++++ EXERCISE INPUT

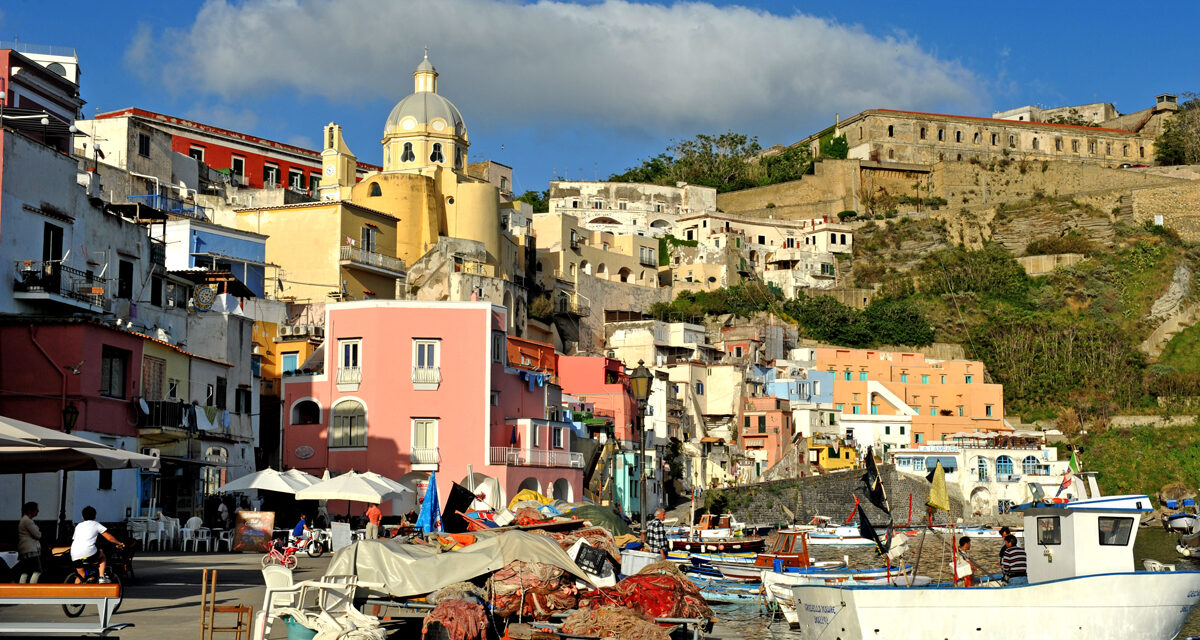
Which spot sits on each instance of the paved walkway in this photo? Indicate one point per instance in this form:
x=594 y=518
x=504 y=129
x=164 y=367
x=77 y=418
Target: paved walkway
x=165 y=599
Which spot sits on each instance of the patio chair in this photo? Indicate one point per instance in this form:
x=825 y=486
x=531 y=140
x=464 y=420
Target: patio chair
x=281 y=593
x=226 y=538
x=202 y=537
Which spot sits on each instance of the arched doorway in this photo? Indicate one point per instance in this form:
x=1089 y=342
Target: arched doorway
x=486 y=486
x=563 y=490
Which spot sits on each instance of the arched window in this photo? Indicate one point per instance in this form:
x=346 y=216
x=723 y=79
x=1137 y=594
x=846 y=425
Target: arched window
x=349 y=425
x=306 y=412
x=982 y=468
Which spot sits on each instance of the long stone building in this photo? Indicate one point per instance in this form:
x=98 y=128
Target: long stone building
x=915 y=138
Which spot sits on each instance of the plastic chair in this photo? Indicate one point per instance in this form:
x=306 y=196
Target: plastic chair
x=281 y=593
x=226 y=538
x=202 y=537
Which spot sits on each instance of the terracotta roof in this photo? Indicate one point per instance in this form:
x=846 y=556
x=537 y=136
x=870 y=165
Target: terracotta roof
x=318 y=203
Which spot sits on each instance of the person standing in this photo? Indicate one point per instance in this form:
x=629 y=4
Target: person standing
x=373 y=518
x=29 y=545
x=1013 y=562
x=655 y=534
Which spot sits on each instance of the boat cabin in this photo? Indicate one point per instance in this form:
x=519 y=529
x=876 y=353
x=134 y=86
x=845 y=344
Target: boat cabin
x=1081 y=538
x=711 y=521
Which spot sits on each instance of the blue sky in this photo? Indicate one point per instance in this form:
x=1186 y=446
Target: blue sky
x=586 y=89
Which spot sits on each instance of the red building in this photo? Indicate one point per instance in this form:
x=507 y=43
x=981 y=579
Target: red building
x=253 y=161
x=604 y=383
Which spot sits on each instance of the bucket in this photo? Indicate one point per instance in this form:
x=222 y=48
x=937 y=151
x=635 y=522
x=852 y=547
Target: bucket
x=297 y=630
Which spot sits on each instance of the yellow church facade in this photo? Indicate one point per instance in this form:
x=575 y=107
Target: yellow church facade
x=366 y=231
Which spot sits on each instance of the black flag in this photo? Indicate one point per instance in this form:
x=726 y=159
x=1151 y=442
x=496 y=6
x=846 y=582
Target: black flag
x=868 y=531
x=875 y=492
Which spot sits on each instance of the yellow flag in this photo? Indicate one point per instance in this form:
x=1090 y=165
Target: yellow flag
x=937 y=496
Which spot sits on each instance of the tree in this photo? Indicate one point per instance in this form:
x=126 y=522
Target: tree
x=538 y=199
x=1180 y=141
x=835 y=148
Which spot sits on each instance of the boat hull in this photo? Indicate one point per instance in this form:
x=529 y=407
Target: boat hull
x=1121 y=605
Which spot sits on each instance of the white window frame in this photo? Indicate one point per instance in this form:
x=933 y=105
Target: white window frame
x=431 y=370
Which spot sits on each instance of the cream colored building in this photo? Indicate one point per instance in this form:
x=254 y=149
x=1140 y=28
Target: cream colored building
x=913 y=138
x=567 y=251
x=629 y=208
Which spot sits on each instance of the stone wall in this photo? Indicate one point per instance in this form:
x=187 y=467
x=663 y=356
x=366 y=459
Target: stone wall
x=1045 y=264
x=1177 y=203
x=831 y=495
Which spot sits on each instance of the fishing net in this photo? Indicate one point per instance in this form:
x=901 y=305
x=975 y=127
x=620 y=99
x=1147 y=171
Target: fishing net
x=532 y=588
x=613 y=622
x=462 y=620
x=657 y=594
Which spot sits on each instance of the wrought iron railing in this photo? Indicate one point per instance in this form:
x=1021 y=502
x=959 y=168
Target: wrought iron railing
x=370 y=258
x=53 y=276
x=535 y=458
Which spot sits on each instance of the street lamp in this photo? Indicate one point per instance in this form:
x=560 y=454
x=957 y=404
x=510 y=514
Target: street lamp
x=640 y=380
x=70 y=414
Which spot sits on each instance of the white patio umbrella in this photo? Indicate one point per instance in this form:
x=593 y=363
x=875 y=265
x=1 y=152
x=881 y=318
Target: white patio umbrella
x=387 y=482
x=264 y=480
x=349 y=486
x=306 y=478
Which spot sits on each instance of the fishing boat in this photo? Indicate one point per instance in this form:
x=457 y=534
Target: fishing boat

++++++++

## TO BE DONE
Can you rewrite all of the material above with "in this photo" changed to "in this image" everywhere, keep everything else the same, and leave out the pictures?

## SOLUTION
Which spot sits on each instance of the paved walkway in this image? Indicate one point per instance in this form:
x=594 y=518
x=504 y=129
x=164 y=367
x=77 y=418
Target: paved walkway
x=165 y=599
Which spot sits on each instance of the patio chair in this image? Indicate one point per instance in this form:
x=825 y=486
x=531 y=140
x=464 y=420
Target: patio chair
x=281 y=593
x=226 y=538
x=202 y=537
Which spot sits on each instance of the arched doorway in this image? Indicate one point per instance in this form:
x=1089 y=342
Target: arched doorway
x=486 y=486
x=563 y=490
Which spot sits on each instance of the arched window in this image? Indicate one point per instance in this form:
x=346 y=216
x=723 y=79
x=1137 y=594
x=846 y=425
Target: arched window
x=349 y=425
x=306 y=412
x=982 y=468
Which spot sits on each instance of the long stone building in this image? Indicate one point per instance in this form:
x=98 y=128
Target: long stone building
x=915 y=138
Which spot sits on each instance of the plastic chair in this image? Indicate one point per instance in this form:
x=306 y=196
Target: plastic chair
x=281 y=593
x=226 y=538
x=202 y=537
Which spot sits on each instance of the terracotta roof in this image? Indicate one point per instance in this form:
x=846 y=556
x=537 y=136
x=870 y=165
Target: terracotta roof
x=318 y=203
Which spot sits on each instance of the person standing in this image? Indicate one point per instance in this form:
x=629 y=4
Target: person standing
x=373 y=518
x=29 y=545
x=1013 y=562
x=655 y=534
Which spot sits on each instance of the boat cabin in this image? Indicate one point per instance in this form:
x=519 y=529
x=876 y=353
x=134 y=86
x=845 y=344
Target: boat cabin
x=1081 y=538
x=711 y=521
Which spot sits on each instance of the blue sky in this image? Indicate one point per instance in this form:
x=1186 y=446
Target: blue sky
x=586 y=89
Which spot sits on each instance of the red building in this image? Indicate one point per instance in this form:
x=507 y=43
x=981 y=579
Target: red building
x=253 y=161
x=604 y=383
Which spot sits on each instance of the bucket in this image? Indicate one point per instance in this form:
x=222 y=48
x=937 y=151
x=635 y=522
x=852 y=547
Target: bucket
x=297 y=630
Which spot sits on each instance of the yellow church facade in this image? Indicate one point per instance in this form:
x=575 y=107
Target: yellow church facade
x=366 y=231
Which spot sits on each instance of the black flag in this image? Indicate one point per instance in this form:
x=726 y=159
x=1151 y=442
x=496 y=6
x=846 y=582
Target: black flag
x=868 y=531
x=875 y=492
Which spot sits on each instance of the yellow flag in this image? Indicate one point per instance in this form:
x=1090 y=165
Target: yellow flag
x=937 y=496
Which spot sits on each instance of the tree in this image? Indicate one point per instance in this form:
x=126 y=522
Target: tree
x=538 y=199
x=1180 y=141
x=835 y=148
Which spot sits on each instance of the boat hull in this image? Indicate one point per instance in this form:
x=529 y=407
Target: boat hull
x=1121 y=605
Which spot sits on each instance of the white window frame in this image? Indicate one point per instance in this form:
x=933 y=105
Target: white window frame
x=431 y=370
Which spot sits on each instance of the cream colored building in this image? Indicate one point per instance in this form:
x=254 y=149
x=1140 y=28
Target: cream colored building
x=913 y=138
x=567 y=251
x=629 y=208
Which spot sits on each instance of the stone wall in this image? Indicate one point per instance in this form:
x=187 y=467
x=663 y=356
x=366 y=459
Target: stone wall
x=1045 y=264
x=1177 y=203
x=831 y=495
Which spot sits on each instance of the fishing net in this image? Indicate one point per instance in this form:
x=901 y=305
x=975 y=127
x=620 y=99
x=1147 y=171
Target: fishing net
x=532 y=588
x=613 y=622
x=462 y=620
x=657 y=594
Which spot sits on each instance of the wrought iron railing in this image? Indicate one point per instance in this form:
x=1021 y=502
x=959 y=168
Target: wrought iron railing
x=370 y=258
x=53 y=276
x=535 y=458
Which spot sits on each instance of the street lamp in this image? Indicate one point per instance in this form:
x=560 y=454
x=957 y=404
x=510 y=514
Target: street lamp
x=640 y=380
x=70 y=414
Which spot sits on each instance of the white patio umbrella in this image? Indicate one point per instance in this form:
x=593 y=363
x=875 y=265
x=1 y=152
x=881 y=318
Target: white patio umbrella
x=387 y=482
x=264 y=480
x=349 y=486
x=306 y=478
Which spot sits on each instance of the fishing boat in this image? Indicate one point per instance in this form:
x=457 y=534
Target: fishing boat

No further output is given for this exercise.